Excerpts of location labeling data:
--- START ---
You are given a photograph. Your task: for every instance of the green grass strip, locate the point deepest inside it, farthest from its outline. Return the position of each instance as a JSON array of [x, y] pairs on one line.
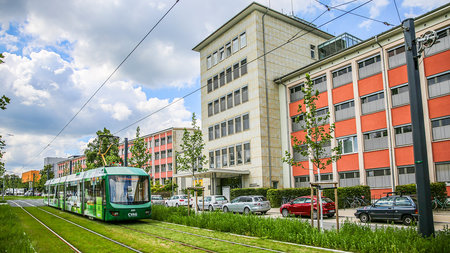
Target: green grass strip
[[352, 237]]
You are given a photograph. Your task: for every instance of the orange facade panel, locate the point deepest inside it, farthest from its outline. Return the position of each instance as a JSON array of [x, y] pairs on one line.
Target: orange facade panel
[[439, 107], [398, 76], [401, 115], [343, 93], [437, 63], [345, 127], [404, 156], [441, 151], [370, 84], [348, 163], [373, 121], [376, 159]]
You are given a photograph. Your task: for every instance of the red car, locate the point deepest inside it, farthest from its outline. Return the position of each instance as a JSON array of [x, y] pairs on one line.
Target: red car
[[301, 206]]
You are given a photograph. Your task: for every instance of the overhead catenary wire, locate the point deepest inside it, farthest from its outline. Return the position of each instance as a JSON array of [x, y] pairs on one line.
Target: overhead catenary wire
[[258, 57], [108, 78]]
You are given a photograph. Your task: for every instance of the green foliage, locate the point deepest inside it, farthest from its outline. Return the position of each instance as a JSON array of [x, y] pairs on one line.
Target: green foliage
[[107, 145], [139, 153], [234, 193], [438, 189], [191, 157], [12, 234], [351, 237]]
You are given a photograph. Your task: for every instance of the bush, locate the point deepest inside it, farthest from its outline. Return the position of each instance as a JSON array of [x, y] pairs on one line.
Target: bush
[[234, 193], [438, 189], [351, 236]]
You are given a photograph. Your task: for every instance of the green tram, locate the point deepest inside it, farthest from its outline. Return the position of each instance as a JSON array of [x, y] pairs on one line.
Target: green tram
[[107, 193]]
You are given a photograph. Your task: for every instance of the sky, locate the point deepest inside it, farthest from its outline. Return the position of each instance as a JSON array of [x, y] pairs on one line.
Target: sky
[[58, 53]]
--- END ---
Return each of the entries above word for word, leaving out the pictures.

Exercise result:
You are given a photograph. Your task: for every instance of the green grass strip, locate the point deepest inside it, farthest from its outline. Return the position of each instance as a JSON array of [x, y] pairs on one line.
Target: green grass strip
[[352, 237]]
You are given a photograph. Your task: for every instance of the orange facade panel, locate the point deepest inside it, farthest from its outline. Return the position of each instance as a JSON array of [x, y] pairs on one line.
Target: orange facade panel
[[439, 107], [398, 76], [401, 115], [343, 93], [437, 63], [345, 127], [404, 156], [441, 151], [370, 84], [348, 163], [373, 121], [376, 159]]
You are given a photograph. Your task: for every instance of the red car, locate the point deepest inside it, farthest from its outline. Return the position of each instance as a JSON array of [x, y] pairs on one line.
Target: red car
[[301, 206]]
You are given a photograph. Your task: for every instance of the overhead catenary wire, locate the point deepest inside it, farthest from its outline. Return the position of each instance as a JSON array of [x, y] pairs on one line.
Target: overhead catenary wire
[[258, 57], [108, 78]]
You are given a photograph. Your task: for every instance of the green foliage, locate the point deepest inside it, farthest from its outline. Return the position of each instance as a JSON array of [x, y] pairs on one line.
Target: green foliage
[[107, 145], [139, 153], [234, 193], [438, 189], [191, 157], [12, 234], [351, 237]]
You are given a photograph. Your task: for every instance of the bush, locate the point deepest inside it, farthest from its outline. Return the position of each instance as a JSON array of [x, y] pairs on one line.
Target: bush
[[234, 193], [438, 189], [351, 236]]
You are given a photograph. Your task: for every instance of the green tram, locate the point deepest inside it, farthest from its outline. Return the position of each instance as a JSON array of [x, y] pairs on one line.
Target: green tram
[[107, 193]]
You are given a photograph. Your task: for every instance of the sky, locate the point deepest inside it, farthest from its outline. Return the position of each instance as a JSON array of [x, y] pairs on one line.
Target: sky
[[58, 53]]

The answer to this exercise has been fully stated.